Study text:
◇ ◇ ◇ ◇ ◇ ◇ ◇

Mars has long been a target for exploration, simply because it is the closest planet to earth. It has been studied for years through telescopes and exploratory robots that are still traversing the red planet today. With a hint of eventually sending a manned probe to Mars, NASA is testing a technology that would put astronauts to sleep for six months.
NASA began the study about 12 months ago reminding many of Sigourney Weaver’s long state of torpor in the movie Alien. Placing astronauts in a long sleeping state is, NASA feels, necessary. It would save an estimated 180 tons of supplies and equipment, which would include food and living space. It would also save the astronauts from the day-to-day living stresses encountered in a limited space environment.
The torpor state would be achieved through a procedure called therapeutic hypothermia. This is not a new technique as it is already being used in medical circles. It would, however, be required for a longer time period to facilitate the six-month voyage.
In today’s medical world the technique is used to lower a patient’s body temperature in cases of limited blood flow. For the voyage to Mars, a cool gas would be administered to the astronauts through the nasal cavity to lower their body temperature by approximately ten degrees. Additional medications would be administered to keep the body comfortable and maintain the deep sleep.
Additional research is needed since to longest induced state of torpor has been 14 days. Current studies are also aimed at determining whether the astronauts should be awoken only at the end of the journey or whether the team should sleep in different shifts. By selecting the shift method NASA could assure that one person will always be awake throughout the journey. Each astronaut would sleep for two weeks and be awake for a couple of days.

◇ ◇ ◇ ◇ ◇ ◇ ◇

Supplied records:
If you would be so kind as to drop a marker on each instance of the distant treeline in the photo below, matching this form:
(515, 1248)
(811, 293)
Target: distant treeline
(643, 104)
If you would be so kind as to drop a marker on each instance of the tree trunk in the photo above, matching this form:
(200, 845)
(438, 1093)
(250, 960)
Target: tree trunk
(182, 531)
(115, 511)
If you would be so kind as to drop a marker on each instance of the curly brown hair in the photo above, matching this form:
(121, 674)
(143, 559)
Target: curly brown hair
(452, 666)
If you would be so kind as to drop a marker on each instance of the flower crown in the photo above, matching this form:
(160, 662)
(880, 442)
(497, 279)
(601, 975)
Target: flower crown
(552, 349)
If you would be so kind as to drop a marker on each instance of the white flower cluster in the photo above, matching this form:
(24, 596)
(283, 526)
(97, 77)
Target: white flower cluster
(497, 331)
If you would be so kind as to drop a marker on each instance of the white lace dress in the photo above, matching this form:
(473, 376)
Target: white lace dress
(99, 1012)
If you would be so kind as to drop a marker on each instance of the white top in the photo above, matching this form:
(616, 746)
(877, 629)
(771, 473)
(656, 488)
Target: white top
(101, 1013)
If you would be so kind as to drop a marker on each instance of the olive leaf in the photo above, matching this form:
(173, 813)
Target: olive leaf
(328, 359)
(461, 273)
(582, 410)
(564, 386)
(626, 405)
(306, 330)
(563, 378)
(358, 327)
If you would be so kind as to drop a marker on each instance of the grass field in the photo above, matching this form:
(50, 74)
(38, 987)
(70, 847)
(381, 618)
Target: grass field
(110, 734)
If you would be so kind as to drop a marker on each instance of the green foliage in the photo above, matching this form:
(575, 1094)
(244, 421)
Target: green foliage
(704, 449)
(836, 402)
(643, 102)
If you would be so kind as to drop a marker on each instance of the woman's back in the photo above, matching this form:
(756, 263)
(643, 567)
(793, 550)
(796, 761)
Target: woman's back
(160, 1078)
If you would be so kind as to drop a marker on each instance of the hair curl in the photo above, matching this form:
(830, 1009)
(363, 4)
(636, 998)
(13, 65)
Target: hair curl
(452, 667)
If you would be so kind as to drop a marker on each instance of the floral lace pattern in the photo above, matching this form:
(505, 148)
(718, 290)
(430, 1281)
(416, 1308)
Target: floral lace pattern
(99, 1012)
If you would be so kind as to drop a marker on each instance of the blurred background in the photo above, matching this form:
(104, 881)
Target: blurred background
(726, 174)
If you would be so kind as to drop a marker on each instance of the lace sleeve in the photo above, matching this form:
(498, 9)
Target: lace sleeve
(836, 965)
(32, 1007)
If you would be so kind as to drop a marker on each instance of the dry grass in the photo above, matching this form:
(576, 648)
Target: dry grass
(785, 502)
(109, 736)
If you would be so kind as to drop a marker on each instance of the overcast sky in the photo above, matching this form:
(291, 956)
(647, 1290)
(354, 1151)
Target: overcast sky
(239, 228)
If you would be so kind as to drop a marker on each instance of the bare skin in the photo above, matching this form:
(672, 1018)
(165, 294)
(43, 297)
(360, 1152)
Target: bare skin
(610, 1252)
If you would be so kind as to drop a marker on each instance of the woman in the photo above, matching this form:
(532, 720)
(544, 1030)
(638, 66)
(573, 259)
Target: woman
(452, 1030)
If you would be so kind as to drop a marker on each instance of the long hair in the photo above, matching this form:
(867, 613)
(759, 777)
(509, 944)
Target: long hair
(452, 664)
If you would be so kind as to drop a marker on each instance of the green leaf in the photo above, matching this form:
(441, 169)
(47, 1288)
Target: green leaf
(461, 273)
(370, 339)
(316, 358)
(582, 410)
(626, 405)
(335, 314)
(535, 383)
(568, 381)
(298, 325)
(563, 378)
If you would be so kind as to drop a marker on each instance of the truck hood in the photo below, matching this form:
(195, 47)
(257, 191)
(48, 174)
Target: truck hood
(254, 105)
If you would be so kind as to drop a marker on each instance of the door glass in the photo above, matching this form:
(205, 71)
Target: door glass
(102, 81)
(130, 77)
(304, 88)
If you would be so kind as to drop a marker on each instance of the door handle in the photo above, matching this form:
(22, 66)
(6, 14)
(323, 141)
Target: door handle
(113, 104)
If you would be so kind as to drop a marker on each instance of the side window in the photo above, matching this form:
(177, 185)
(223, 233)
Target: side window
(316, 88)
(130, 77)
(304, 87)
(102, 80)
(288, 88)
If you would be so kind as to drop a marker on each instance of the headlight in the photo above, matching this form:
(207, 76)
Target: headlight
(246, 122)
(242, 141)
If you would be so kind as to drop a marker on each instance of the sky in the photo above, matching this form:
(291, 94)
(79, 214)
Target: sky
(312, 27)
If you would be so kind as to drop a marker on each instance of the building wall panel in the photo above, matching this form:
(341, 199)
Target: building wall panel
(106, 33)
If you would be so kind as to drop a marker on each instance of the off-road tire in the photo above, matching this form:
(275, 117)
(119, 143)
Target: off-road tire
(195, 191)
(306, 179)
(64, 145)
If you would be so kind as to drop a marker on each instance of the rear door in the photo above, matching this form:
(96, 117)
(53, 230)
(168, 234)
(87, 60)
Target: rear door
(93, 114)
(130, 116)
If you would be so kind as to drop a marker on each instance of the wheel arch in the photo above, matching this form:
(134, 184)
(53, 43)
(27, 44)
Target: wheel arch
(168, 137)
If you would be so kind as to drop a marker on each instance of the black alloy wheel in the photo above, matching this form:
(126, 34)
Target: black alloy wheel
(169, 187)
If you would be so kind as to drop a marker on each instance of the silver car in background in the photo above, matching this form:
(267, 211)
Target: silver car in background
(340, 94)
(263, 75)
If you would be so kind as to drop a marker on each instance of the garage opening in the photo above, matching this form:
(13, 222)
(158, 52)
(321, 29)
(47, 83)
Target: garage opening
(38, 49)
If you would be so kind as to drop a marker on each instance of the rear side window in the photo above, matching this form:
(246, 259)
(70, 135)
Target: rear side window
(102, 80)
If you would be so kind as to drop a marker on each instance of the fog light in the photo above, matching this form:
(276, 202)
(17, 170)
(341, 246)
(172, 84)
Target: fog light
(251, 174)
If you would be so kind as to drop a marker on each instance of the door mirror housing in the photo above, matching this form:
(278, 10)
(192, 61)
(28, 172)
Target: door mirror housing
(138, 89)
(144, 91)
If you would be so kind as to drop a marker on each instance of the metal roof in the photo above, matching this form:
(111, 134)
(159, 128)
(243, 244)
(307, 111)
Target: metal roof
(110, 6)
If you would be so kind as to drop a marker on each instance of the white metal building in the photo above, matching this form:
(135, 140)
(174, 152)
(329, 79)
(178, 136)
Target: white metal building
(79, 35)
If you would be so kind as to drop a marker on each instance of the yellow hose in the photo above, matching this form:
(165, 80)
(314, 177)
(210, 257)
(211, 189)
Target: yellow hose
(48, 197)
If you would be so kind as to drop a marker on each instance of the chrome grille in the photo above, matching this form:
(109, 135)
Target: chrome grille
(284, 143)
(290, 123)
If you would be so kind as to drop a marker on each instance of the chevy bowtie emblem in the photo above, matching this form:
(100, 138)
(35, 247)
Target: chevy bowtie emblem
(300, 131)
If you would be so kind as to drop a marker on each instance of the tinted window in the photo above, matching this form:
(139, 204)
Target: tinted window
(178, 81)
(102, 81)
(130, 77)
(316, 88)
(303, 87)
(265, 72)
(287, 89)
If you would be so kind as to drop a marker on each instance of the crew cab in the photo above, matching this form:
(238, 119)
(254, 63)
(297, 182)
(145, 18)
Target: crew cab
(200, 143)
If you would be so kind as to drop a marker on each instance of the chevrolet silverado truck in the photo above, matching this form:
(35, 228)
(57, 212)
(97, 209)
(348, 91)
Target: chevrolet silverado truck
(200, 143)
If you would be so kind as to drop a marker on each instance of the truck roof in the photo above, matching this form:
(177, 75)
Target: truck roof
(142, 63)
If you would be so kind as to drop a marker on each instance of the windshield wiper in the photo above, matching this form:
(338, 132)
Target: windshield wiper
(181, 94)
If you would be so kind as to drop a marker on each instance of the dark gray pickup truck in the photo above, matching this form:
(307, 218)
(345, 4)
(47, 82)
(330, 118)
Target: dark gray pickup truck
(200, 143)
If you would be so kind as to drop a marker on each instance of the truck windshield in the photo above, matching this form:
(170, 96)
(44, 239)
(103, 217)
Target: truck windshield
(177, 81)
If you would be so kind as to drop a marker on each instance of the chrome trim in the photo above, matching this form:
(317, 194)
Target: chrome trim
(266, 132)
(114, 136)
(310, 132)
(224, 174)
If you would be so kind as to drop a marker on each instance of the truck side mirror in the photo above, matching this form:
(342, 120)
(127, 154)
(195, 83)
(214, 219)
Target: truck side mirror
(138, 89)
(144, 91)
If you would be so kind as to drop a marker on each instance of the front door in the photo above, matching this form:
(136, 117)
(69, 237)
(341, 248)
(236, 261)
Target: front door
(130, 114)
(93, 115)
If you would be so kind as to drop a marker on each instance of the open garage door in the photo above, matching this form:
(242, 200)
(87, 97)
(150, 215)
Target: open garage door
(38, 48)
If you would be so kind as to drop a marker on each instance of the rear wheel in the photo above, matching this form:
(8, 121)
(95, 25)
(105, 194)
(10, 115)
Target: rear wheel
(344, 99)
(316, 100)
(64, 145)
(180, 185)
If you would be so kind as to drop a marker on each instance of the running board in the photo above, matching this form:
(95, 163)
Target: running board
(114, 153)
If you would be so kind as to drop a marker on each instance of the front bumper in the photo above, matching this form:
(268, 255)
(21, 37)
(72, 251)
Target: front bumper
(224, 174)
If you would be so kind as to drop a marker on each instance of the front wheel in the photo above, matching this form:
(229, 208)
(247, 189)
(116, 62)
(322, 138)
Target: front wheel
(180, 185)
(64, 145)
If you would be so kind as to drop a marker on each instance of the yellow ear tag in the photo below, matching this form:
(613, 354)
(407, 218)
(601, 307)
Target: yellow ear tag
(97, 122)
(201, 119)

◇ ◇ ◇ ◇ ◇ ◇ ◇

Exercises:
a: Quote, word for word, the part of the article on NASA's Mars sleep study that opens with the words containing "Mars has long" and closes with "limited space environment.".
b: Write the next part of the article on NASA's Mars sleep study, picking up after its last sentence.

Answers to the exercises:
a:
Mars has long been a target for exploration, simply because it is the closest planet to earth. It has been studied for years through telescopes and exploratory robots that are still traversing the red planet today. With a hint of eventually sending a manned probe to Mars, NASA is testing a technology that would put astronauts to sleep for six months.
NASA began the study about 12 months ago reminding many of Sigourney Weaver’s long state of torpor in the movie Alien. Placing astronauts in a long sleeping state is, NASA feels, necessary. It would save an estimated 180 tons of supplies and equipment, which would include food and living space. It would also save the astronauts from the day-to-day living stresses encountered in a limited space environment.

b:
While asleep, the astronauts would be intravenously fed. The solution would contain amino acids, carbohydrates, dextrose and lipids. As a result there would only be liquid waste to dispose of through a catheter. Infectious proof IV lines are also being developed that would reduce medical risks to the astronauts.
As the spacecraft approaches Mars, the astronauts would be brought out of their deep sleep by cutting off the gas. It would probably take about two hours for the astronauts to awaken. Another few days would be required for them to fully acclimate themselves to their new environment.
Current estimates would have the astronauts explore the planet for 12 to 18 months. Including the six-month voyage there and back the entire expedition would last two to two and a half years.
While there is still some time before NASA can implement its proposed journey to the red planet, it generally takes years of planning and technical advancements before such travel becomes a reality. Current estimates have a manned Martian mission occurring by the year 2035. With rovers currently exploring the planet, the interplanetary travel technology already exists. Progress must now be made in safeguarding the astronauts throughout their journey. Placing them in a deep sleep state is one of the sciences that must be fully understood before a mission can be attempted.